Rewrite as a numbered list the lines from the start of the listing through the line containing "positive clicks: (194, 189)", inclusive, skipping any blank lines. Leave the pictures out.

**SUPPLIED INFORMATION**
───
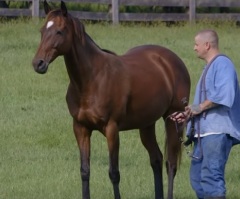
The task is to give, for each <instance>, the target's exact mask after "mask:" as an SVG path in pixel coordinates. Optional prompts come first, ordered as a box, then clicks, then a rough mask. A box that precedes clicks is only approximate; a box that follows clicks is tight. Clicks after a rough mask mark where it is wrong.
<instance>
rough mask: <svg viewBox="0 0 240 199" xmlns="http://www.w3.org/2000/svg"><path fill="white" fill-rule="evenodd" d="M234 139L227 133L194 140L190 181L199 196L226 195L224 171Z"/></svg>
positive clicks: (194, 189)
mask: <svg viewBox="0 0 240 199" xmlns="http://www.w3.org/2000/svg"><path fill="white" fill-rule="evenodd" d="M233 144H234V139H233V138H232V137H230V136H229V135H227V134H217V135H209V136H206V137H202V138H200V142H199V141H198V139H197V138H196V139H195V140H194V148H193V158H192V161H191V168H190V182H191V186H192V188H193V190H194V191H195V192H196V195H197V197H198V198H204V197H221V196H225V195H226V187H225V179H224V171H225V166H226V162H227V160H228V156H229V153H230V150H231V148H232V146H233Z"/></svg>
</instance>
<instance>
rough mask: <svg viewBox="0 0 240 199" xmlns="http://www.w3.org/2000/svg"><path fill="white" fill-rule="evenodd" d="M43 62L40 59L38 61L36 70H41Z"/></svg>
mask: <svg viewBox="0 0 240 199" xmlns="http://www.w3.org/2000/svg"><path fill="white" fill-rule="evenodd" d="M43 63H44V61H43V60H42V59H40V60H39V62H38V68H41V66H42V65H43Z"/></svg>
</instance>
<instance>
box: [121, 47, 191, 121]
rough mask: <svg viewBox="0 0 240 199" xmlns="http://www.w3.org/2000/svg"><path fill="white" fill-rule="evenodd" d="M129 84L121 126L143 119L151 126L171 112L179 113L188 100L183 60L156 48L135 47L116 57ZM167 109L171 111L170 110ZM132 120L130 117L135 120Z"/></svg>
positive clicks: (188, 88)
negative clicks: (118, 56)
mask: <svg viewBox="0 0 240 199" xmlns="http://www.w3.org/2000/svg"><path fill="white" fill-rule="evenodd" d="M120 59H121V60H122V62H123V66H124V69H125V73H126V74H127V75H128V79H129V82H130V93H129V101H128V103H127V104H128V107H127V110H128V114H127V116H126V117H125V119H124V120H123V121H124V122H123V123H128V121H131V122H132V123H134V121H135V122H137V123H139V121H138V120H141V118H145V119H144V120H145V121H144V122H145V123H148V124H151V123H152V122H154V121H156V120H157V119H158V118H160V117H161V116H163V115H164V114H168V112H169V111H171V110H182V109H184V105H183V104H182V102H181V100H182V99H183V98H186V99H188V97H189V90H190V78H189V74H188V71H187V69H186V66H185V64H184V63H183V61H182V60H181V59H180V58H179V57H178V56H177V55H176V54H175V53H173V52H172V51H170V50H169V49H167V48H164V47H161V46H157V45H145V46H139V47H135V48H133V49H131V50H129V51H128V52H127V53H126V54H124V55H122V56H120ZM170 109H171V110H170ZM136 116H137V119H136V120H133V119H131V117H136Z"/></svg>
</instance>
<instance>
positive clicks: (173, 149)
mask: <svg viewBox="0 0 240 199" xmlns="http://www.w3.org/2000/svg"><path fill="white" fill-rule="evenodd" d="M165 127H166V145H165V152H166V159H167V161H166V169H167V174H168V199H172V198H173V185H174V177H175V175H176V173H177V167H178V164H179V163H180V160H181V154H182V150H181V142H180V139H179V138H180V137H182V134H183V129H182V127H181V128H179V129H176V126H175V124H174V122H173V121H171V120H170V119H168V120H167V121H166V122H165Z"/></svg>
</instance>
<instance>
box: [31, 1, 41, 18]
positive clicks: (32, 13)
mask: <svg viewBox="0 0 240 199" xmlns="http://www.w3.org/2000/svg"><path fill="white" fill-rule="evenodd" d="M32 17H34V18H36V17H39V0H32Z"/></svg>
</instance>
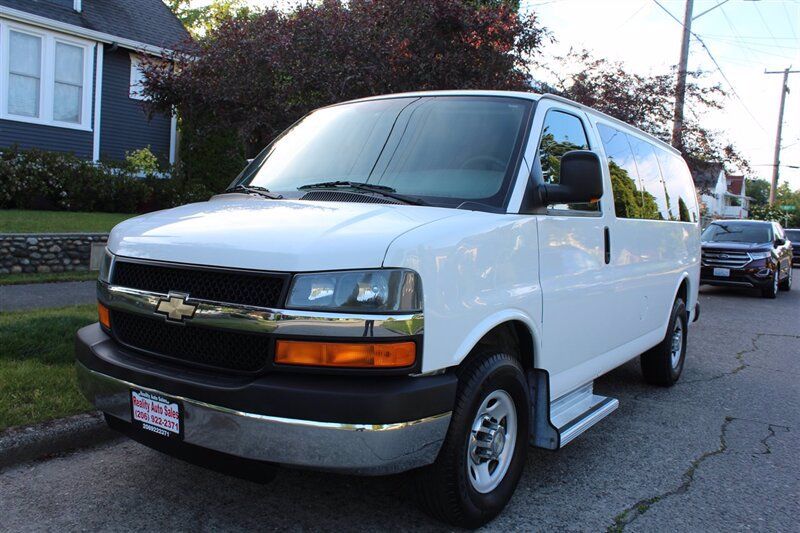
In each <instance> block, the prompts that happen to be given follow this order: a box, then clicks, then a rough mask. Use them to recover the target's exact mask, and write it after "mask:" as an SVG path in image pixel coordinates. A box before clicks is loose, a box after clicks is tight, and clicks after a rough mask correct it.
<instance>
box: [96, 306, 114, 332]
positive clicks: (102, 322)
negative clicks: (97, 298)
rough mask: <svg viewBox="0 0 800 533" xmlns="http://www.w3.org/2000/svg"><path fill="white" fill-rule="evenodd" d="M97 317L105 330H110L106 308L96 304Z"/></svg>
mask: <svg viewBox="0 0 800 533" xmlns="http://www.w3.org/2000/svg"><path fill="white" fill-rule="evenodd" d="M97 316H98V317H99V318H100V324H101V325H102V326H103V327H104V328H106V329H111V317H110V316H109V314H108V307H106V306H105V305H103V304H101V303H100V302H97Z"/></svg>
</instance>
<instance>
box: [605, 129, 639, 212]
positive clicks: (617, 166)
mask: <svg viewBox="0 0 800 533" xmlns="http://www.w3.org/2000/svg"><path fill="white" fill-rule="evenodd" d="M597 131H598V132H599V133H600V140H601V141H602V142H603V148H604V149H605V151H606V157H607V158H608V173H609V174H610V175H611V189H612V190H613V191H614V212H615V213H616V215H617V217H618V218H647V217H645V216H643V214H644V211H645V209H644V207H643V205H642V191H641V189H640V186H639V174H638V172H637V170H636V163H635V161H634V157H633V149H632V148H631V145H630V142H629V141H628V136H627V135H626V134H625V133H623V132H621V131H619V130H617V129H614V128H612V127H610V126H606V125H605V124H598V125H597Z"/></svg>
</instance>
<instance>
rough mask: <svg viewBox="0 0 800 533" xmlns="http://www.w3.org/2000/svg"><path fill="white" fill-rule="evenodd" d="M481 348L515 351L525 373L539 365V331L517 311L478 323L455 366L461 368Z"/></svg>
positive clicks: (459, 351)
mask: <svg viewBox="0 0 800 533" xmlns="http://www.w3.org/2000/svg"><path fill="white" fill-rule="evenodd" d="M481 346H493V347H498V348H501V349H509V348H512V347H513V348H516V352H517V355H518V356H519V359H520V363H521V364H522V367H523V368H524V369H525V370H529V369H532V368H536V367H537V366H538V364H539V362H540V361H539V354H540V349H541V336H540V333H539V329H538V327H537V326H536V324H535V323H534V322H533V320H531V318H530V317H529V316H527V315H525V314H524V313H522V312H519V311H514V310H510V311H504V312H501V313H498V314H496V315H493V316H492V317H489V318H488V319H486V320H484V321H483V322H481V323H480V324H479V325H478V326H477V327H476V328H474V329H473V331H472V333H471V334H470V335H469V336H468V337H467V339H465V340H464V342H463V343H462V344H461V346H460V347H459V349H458V353H457V357H456V359H457V360H456V364H458V365H462V364H463V363H464V362H465V361H466V360H467V359H469V358H470V356H471V355H473V354H475V353H476V352H478V350H476V348H479V347H481Z"/></svg>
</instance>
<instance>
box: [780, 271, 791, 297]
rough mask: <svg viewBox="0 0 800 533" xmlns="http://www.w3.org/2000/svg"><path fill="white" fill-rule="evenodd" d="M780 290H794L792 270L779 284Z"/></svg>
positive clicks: (787, 290)
mask: <svg viewBox="0 0 800 533" xmlns="http://www.w3.org/2000/svg"><path fill="white" fill-rule="evenodd" d="M778 288H779V289H780V290H782V291H784V292H789V291H790V290H792V269H791V268H790V269H789V273H788V274H787V275H786V279H784V280H783V281H781V282H780V284H778Z"/></svg>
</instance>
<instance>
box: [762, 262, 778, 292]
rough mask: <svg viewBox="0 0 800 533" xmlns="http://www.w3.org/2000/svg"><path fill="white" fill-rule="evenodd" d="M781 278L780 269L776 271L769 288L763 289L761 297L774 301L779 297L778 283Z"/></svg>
mask: <svg viewBox="0 0 800 533" xmlns="http://www.w3.org/2000/svg"><path fill="white" fill-rule="evenodd" d="M779 276H780V269H778V270H776V271H775V274H773V276H772V280H771V281H770V284H769V286H768V287H764V288H763V289H761V296H762V297H763V298H770V299H774V298H777V297H778V286H779V285H780V284H779V283H778V278H779Z"/></svg>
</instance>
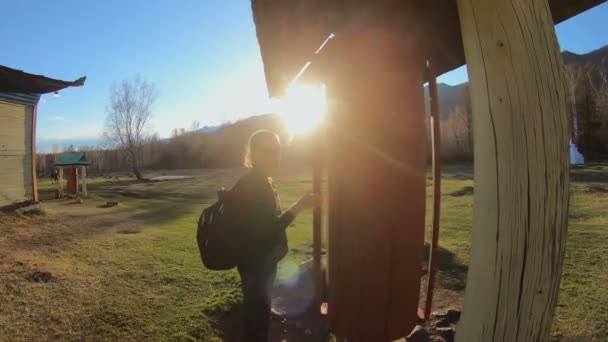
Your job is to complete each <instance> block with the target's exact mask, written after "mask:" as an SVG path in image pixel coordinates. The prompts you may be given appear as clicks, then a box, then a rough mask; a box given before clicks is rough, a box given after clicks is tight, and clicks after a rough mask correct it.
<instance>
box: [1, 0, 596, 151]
mask: <svg viewBox="0 0 608 342" xmlns="http://www.w3.org/2000/svg"><path fill="white" fill-rule="evenodd" d="M2 7H3V12H4V13H10V15H4V16H3V18H2V20H1V21H0V32H2V33H3V35H2V40H3V48H2V49H0V64H1V65H5V66H8V67H11V68H15V69H20V70H24V71H27V72H30V73H34V74H43V75H45V76H48V77H52V78H57V79H63V80H75V79H77V78H78V77H80V76H87V81H86V83H85V85H84V86H83V87H77V88H67V89H64V90H62V91H61V92H60V93H59V95H58V96H54V95H52V94H46V95H43V96H42V98H41V100H40V103H39V107H38V126H37V145H38V149H39V151H41V152H47V151H48V150H49V149H50V148H51V145H52V144H57V145H59V146H61V147H64V146H67V145H69V144H74V145H76V146H80V145H93V144H97V143H99V142H100V138H99V137H100V135H101V133H102V131H103V126H104V122H105V117H106V111H105V108H106V105H107V103H108V101H109V91H110V88H111V86H112V84H114V83H117V82H120V81H122V80H124V79H131V78H133V77H135V75H137V74H139V75H140V76H141V77H142V78H144V79H146V80H147V81H150V82H153V83H154V84H155V85H156V88H157V89H158V91H159V97H158V100H157V101H156V103H155V105H154V108H153V120H152V126H151V130H152V131H154V132H158V133H159V134H160V136H161V137H168V136H169V135H170V132H171V130H172V129H173V128H181V127H183V128H188V127H190V125H191V123H192V121H194V120H198V121H200V122H201V125H202V126H205V125H218V124H220V123H223V122H227V121H232V120H236V119H238V118H242V117H246V116H249V115H254V114H260V113H263V112H266V111H268V110H269V108H270V106H269V102H268V93H267V89H266V84H265V79H264V73H263V65H262V61H261V56H260V52H259V46H258V43H257V39H256V35H255V26H254V24H253V18H252V14H251V7H250V1H249V0H222V1H211V0H180V1H167V0H130V1H124V0H104V1H93V0H71V1H69V0H53V1H39V0H3V6H2ZM607 18H608V3H605V4H603V5H600V6H598V7H596V8H594V9H592V10H590V11H587V12H585V13H583V14H581V15H579V16H577V17H575V18H572V19H570V20H568V21H566V22H564V23H562V24H560V25H558V26H557V34H558V39H559V41H560V45H561V48H562V50H570V51H572V52H575V53H586V52H589V51H592V50H594V49H597V48H599V47H602V46H604V45H606V44H608V30H606V29H605V21H606V19H607ZM466 80H467V74H466V68H465V67H462V68H459V69H456V70H454V71H453V72H450V73H448V74H445V75H443V76H441V77H440V79H439V81H441V82H444V83H447V84H459V83H462V82H465V81H466Z"/></svg>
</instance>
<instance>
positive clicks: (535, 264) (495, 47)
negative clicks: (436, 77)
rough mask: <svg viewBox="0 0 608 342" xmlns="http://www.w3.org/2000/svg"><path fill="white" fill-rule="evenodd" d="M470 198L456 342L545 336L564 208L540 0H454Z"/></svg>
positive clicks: (566, 118) (563, 82)
mask: <svg viewBox="0 0 608 342" xmlns="http://www.w3.org/2000/svg"><path fill="white" fill-rule="evenodd" d="M458 6H459V14H460V22H461V24H462V35H463V41H464V49H465V53H466V59H467V64H468V68H469V78H470V85H471V96H472V106H473V124H474V141H475V200H474V205H475V206H474V220H473V237H472V247H471V258H470V265H469V275H468V279H467V288H466V294H465V302H464V312H463V317H462V321H461V322H460V324H459V327H458V331H457V336H456V339H457V341H461V342H464V341H466V342H471V341H484V342H485V341H545V340H549V336H550V330H551V324H552V320H553V314H554V309H555V305H556V302H557V297H558V292H559V283H560V277H561V269H562V263H563V257H564V248H565V243H566V233H567V212H568V184H569V172H568V118H567V112H566V110H567V107H566V90H565V88H564V85H565V82H564V70H563V65H562V60H561V57H560V53H559V46H558V43H557V39H556V34H555V30H554V24H553V20H552V19H551V13H550V11H549V6H548V3H547V0H459V1H458Z"/></svg>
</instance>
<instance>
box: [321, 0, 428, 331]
mask: <svg viewBox="0 0 608 342" xmlns="http://www.w3.org/2000/svg"><path fill="white" fill-rule="evenodd" d="M387 3H389V2H386V1H380V2H362V3H361V4H362V5H361V6H357V8H356V9H355V10H353V13H352V18H353V19H352V20H350V22H351V23H352V25H349V26H348V27H345V28H344V30H342V31H340V34H339V35H337V38H336V41H335V42H333V43H332V46H328V47H327V48H330V50H328V51H327V53H329V55H328V58H327V60H328V64H329V65H328V67H326V68H325V67H324V70H327V77H326V84H327V95H328V96H327V97H328V99H329V103H330V108H329V110H328V115H327V120H328V127H327V130H328V132H327V158H326V161H327V174H328V182H329V198H328V201H329V217H328V219H329V239H328V240H329V246H328V253H329V255H328V260H329V274H328V277H329V284H330V291H329V301H328V304H329V306H328V315H329V323H330V329H331V331H332V332H333V333H334V334H335V335H337V336H340V337H346V338H349V340H350V339H352V340H354V341H393V340H396V339H399V338H402V337H405V336H407V335H408V334H409V333H410V331H411V330H412V328H413V327H414V325H415V324H416V322H417V321H418V310H417V309H418V302H419V301H418V300H419V293H420V276H421V273H420V267H421V264H422V253H423V244H424V219H425V203H426V194H425V193H426V149H425V142H426V138H425V135H426V132H425V123H424V120H425V119H424V92H423V68H424V58H423V55H422V52H421V49H420V44H419V43H420V42H419V40H418V37H417V36H416V34H417V32H418V31H416V30H415V29H413V28H415V27H416V25H417V22H416V21H417V18H416V16H415V15H414V13H416V11H415V8H413V7H412V6H414V5H415V4H414V2H411V1H391V2H390V6H389V7H387V6H385V5H387ZM404 13H406V14H407V13H411V15H410V16H408V15H405V17H404ZM396 32H408V33H410V32H411V34H409V35H408V36H407V37H403V35H401V34H400V33H399V34H396Z"/></svg>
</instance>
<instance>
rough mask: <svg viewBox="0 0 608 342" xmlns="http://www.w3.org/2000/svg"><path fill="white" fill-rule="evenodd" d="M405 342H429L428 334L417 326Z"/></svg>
mask: <svg viewBox="0 0 608 342" xmlns="http://www.w3.org/2000/svg"><path fill="white" fill-rule="evenodd" d="M405 340H406V341H407V342H429V341H430V335H429V332H428V331H426V329H424V327H423V326H422V325H417V326H416V327H415V328H414V330H412V332H411V333H410V334H409V335H408V336H407V337H406V338H405Z"/></svg>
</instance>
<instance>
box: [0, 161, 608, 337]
mask: <svg viewBox="0 0 608 342" xmlns="http://www.w3.org/2000/svg"><path fill="white" fill-rule="evenodd" d="M187 173H188V174H192V175H195V176H196V177H195V178H193V179H187V180H179V181H164V182H147V183H136V182H134V181H133V179H131V178H127V177H120V176H119V177H114V176H112V177H111V178H105V177H100V178H95V179H91V180H90V181H89V183H88V188H89V195H90V196H89V198H87V199H86V200H85V202H84V204H75V205H67V204H66V201H64V200H53V199H52V198H53V192H54V188H55V185H53V184H50V182H49V181H48V180H41V181H40V182H39V188H40V196H41V199H42V200H43V201H44V205H43V207H44V209H45V211H46V214H45V215H32V216H26V217H22V216H16V215H4V216H0V341H3V340H42V341H44V340H47V341H50V340H125V341H129V340H137V341H140V340H175V341H188V340H202V341H214V340H218V341H219V340H220V336H221V335H222V333H223V332H225V330H226V327H224V326H222V325H223V324H224V322H222V319H221V317H223V316H224V315H225V314H226V313H227V312H229V311H230V310H231V309H232V308H233V307H234V306H235V305H237V304H238V303H239V302H240V291H239V283H238V276H237V274H236V272H211V271H207V270H205V269H203V267H202V265H201V262H200V259H199V255H198V251H197V247H196V242H195V240H194V234H195V229H196V227H195V222H196V219H197V217H198V214H199V212H200V210H201V209H202V208H203V207H204V206H206V205H208V204H210V203H211V202H212V201H213V200H214V198H215V191H216V190H217V188H218V187H221V186H225V187H228V186H230V185H231V184H232V183H233V182H234V180H236V178H237V177H238V175H239V173H240V171H239V170H207V171H188V172H187ZM173 174H185V173H183V172H173ZM276 185H277V188H278V190H279V193H280V194H281V198H282V200H283V205H284V206H288V205H289V204H290V203H291V202H292V201H294V200H295V199H296V198H297V196H298V195H299V194H301V193H303V192H305V191H308V190H309V189H310V186H311V184H310V179H309V178H308V176H307V175H305V174H304V173H298V174H292V175H283V176H279V177H277V180H276ZM429 185H430V181H429ZM473 187H474V185H473V180H472V175H471V170H470V168H467V167H449V168H447V169H446V170H445V172H444V179H443V204H442V222H441V223H442V231H441V240H440V244H441V247H442V252H443V254H444V255H445V258H442V260H440V263H441V266H440V273H439V285H440V287H441V289H440V290H439V291H438V292H437V296H438V297H439V298H438V300H436V307H437V308H441V307H445V306H452V305H460V303H461V300H462V293H463V292H462V291H463V288H464V285H465V281H466V279H465V278H466V264H467V263H468V258H469V241H470V230H471V223H472V209H473V208H472V198H473V196H472V193H473V191H474V188H473ZM606 188H608V166H605V165H593V166H588V167H585V168H577V169H574V170H573V183H572V189H571V196H572V197H571V210H570V232H569V239H568V244H567V251H566V261H565V265H564V276H563V279H562V285H561V293H560V299H559V304H558V308H557V313H556V316H555V321H554V337H555V338H556V339H558V340H572V341H574V340H577V341H578V340H597V341H601V340H608V328H607V326H608V279H607V278H608V273H606V272H605V270H606V269H607V268H608V218H607V217H606V215H605V213H606V212H608V194H607V193H604V192H602V189H606ZM110 200H117V201H118V202H119V205H118V206H116V207H111V208H98V206H100V205H102V204H104V203H105V202H106V201H110ZM428 200H429V203H430V200H431V197H430V192H429V197H428ZM429 207H430V206H429ZM311 219H312V218H311V215H310V213H305V214H304V215H302V216H301V217H299V218H298V220H297V221H296V222H295V226H293V227H290V229H289V231H288V237H289V241H290V247H291V251H290V254H289V255H288V258H287V259H286V260H285V261H284V262H282V264H281V266H280V276H279V277H280V278H281V279H286V278H288V277H289V276H290V275H291V274H292V273H293V272H294V270H295V269H296V266H297V264H298V263H299V262H301V261H303V260H305V259H308V258H309V257H310V254H309V253H310V251H309V248H308V247H309V246H310V241H311V236H310V230H311V229H310V227H311ZM429 222H431V221H430V212H429V216H428V217H427V224H429ZM427 228H428V227H427ZM45 272H48V273H49V275H50V277H39V275H40V274H46V273H45ZM33 275H35V276H33ZM36 279H38V280H40V279H42V280H40V281H36Z"/></svg>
───
**RESULT**
1. The task is to give, for each <instance>, the target's exact mask after "mask:" as an SVG path in pixel coordinates. Optional prompts come first, ordered as a box, then clicks, then a rough mask. A box that precedes clicks is only approximate; a box that follows clicks is tight. Clicks after a rough mask mark where it is wrong.
2. <instance>
3. rough mask: <svg viewBox="0 0 240 199" xmlns="http://www.w3.org/2000/svg"><path fill="white" fill-rule="evenodd" d="M234 139L227 133L194 140L190 181L199 196L226 195L224 171Z"/></svg>
4. positive clicks: (194, 189)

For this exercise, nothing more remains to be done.